▶ _What to do_
Reproduce exactly the lines from the one that holds "point: satellite dish -- one" through the last line of the entries, both ends included, but not the pictures.

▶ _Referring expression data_

----

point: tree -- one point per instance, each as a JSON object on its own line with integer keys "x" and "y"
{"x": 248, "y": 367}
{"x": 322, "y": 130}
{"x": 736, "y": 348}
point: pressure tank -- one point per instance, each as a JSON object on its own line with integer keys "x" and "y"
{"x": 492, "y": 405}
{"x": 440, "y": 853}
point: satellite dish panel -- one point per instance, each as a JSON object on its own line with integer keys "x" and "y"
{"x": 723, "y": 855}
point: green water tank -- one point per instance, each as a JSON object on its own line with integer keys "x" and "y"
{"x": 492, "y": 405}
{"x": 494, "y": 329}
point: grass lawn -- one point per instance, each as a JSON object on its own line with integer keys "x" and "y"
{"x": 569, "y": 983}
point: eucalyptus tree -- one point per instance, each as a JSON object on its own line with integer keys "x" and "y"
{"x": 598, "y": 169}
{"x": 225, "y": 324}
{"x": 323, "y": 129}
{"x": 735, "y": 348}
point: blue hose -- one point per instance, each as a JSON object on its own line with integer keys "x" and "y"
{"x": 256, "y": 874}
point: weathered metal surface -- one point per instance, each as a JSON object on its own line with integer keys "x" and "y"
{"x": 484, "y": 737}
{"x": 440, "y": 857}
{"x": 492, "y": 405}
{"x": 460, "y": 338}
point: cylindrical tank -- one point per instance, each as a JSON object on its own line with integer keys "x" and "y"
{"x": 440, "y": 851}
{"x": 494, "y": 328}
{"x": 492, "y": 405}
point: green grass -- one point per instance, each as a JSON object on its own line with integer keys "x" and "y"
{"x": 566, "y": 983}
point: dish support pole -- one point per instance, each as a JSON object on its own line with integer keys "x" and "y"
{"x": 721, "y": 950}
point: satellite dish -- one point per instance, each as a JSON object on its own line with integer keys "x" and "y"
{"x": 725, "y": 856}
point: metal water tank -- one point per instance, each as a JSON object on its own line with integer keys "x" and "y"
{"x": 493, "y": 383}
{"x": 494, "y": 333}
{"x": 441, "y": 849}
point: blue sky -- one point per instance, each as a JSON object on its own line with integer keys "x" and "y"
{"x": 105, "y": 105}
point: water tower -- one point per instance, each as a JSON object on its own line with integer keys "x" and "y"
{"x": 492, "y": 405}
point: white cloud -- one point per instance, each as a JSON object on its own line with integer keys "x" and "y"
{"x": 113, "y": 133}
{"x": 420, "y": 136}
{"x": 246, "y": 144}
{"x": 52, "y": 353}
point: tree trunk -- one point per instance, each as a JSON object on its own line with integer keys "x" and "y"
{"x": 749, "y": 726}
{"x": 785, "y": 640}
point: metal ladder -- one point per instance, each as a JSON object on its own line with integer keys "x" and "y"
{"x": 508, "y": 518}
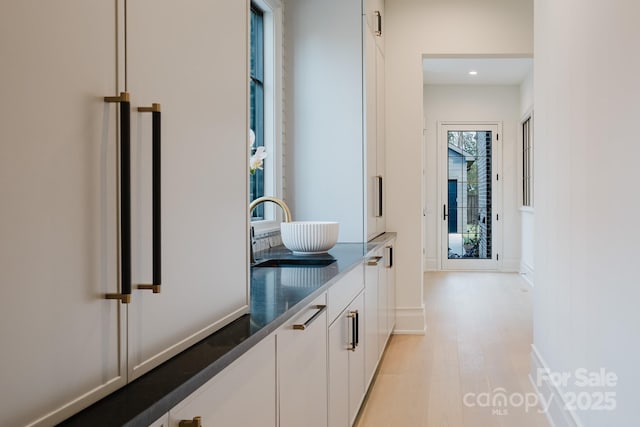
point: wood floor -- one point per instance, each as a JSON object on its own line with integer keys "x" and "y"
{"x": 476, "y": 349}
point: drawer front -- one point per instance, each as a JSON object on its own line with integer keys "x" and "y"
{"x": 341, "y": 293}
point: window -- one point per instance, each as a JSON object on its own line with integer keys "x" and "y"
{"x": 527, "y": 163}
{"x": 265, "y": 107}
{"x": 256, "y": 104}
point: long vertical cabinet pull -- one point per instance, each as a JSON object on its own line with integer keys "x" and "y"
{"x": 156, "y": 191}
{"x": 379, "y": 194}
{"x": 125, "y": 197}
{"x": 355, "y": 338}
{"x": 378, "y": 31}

----

▶ _Answer box_
point: satellite dish -- one point per instance, each as a JSON object on its own line with integer keys "x" and "y"
{"x": 725, "y": 856}
point: metal water tank -- one point per instance, each as a JSON object on its own line with integer keys "x" and "y"
{"x": 493, "y": 383}
{"x": 494, "y": 333}
{"x": 441, "y": 849}
point: blue sky -- one point per instance, each as a JSON object on its own line with integer keys "x" and "y"
{"x": 105, "y": 105}
point: water tower -- one point per instance, each as a JSON object on its own line with integer keys "x" and "y"
{"x": 492, "y": 405}
point: white cloud -- one point per instance, each as a JSON object on its own line with integer keys "x" and "y"
{"x": 113, "y": 133}
{"x": 420, "y": 136}
{"x": 246, "y": 144}
{"x": 52, "y": 353}
point: tree trunk -- one point per instance, each as a JSON object on its own line with integer keys "x" and "y"
{"x": 749, "y": 726}
{"x": 785, "y": 640}
point: metal ladder -- one point per instance, each as a JSON object on its own line with integer keys "x" and "y"
{"x": 508, "y": 518}
point: wood floor -- one point per instance, each as a JSON object on its own line with integer keys "x" and "y"
{"x": 476, "y": 349}
point: drawer front -- one point per instance, each as a JSON object on its own line with integer keys "x" and "y"
{"x": 341, "y": 293}
point: window -- one point per instance, each as a JSON object on its own line with integer keys "x" and "y"
{"x": 527, "y": 163}
{"x": 265, "y": 107}
{"x": 256, "y": 104}
point: long vertical cabinet pull -- one point per instance, each as a JSON object on its own line with integer keys "x" and "y"
{"x": 156, "y": 191}
{"x": 379, "y": 194}
{"x": 125, "y": 197}
{"x": 355, "y": 338}
{"x": 378, "y": 31}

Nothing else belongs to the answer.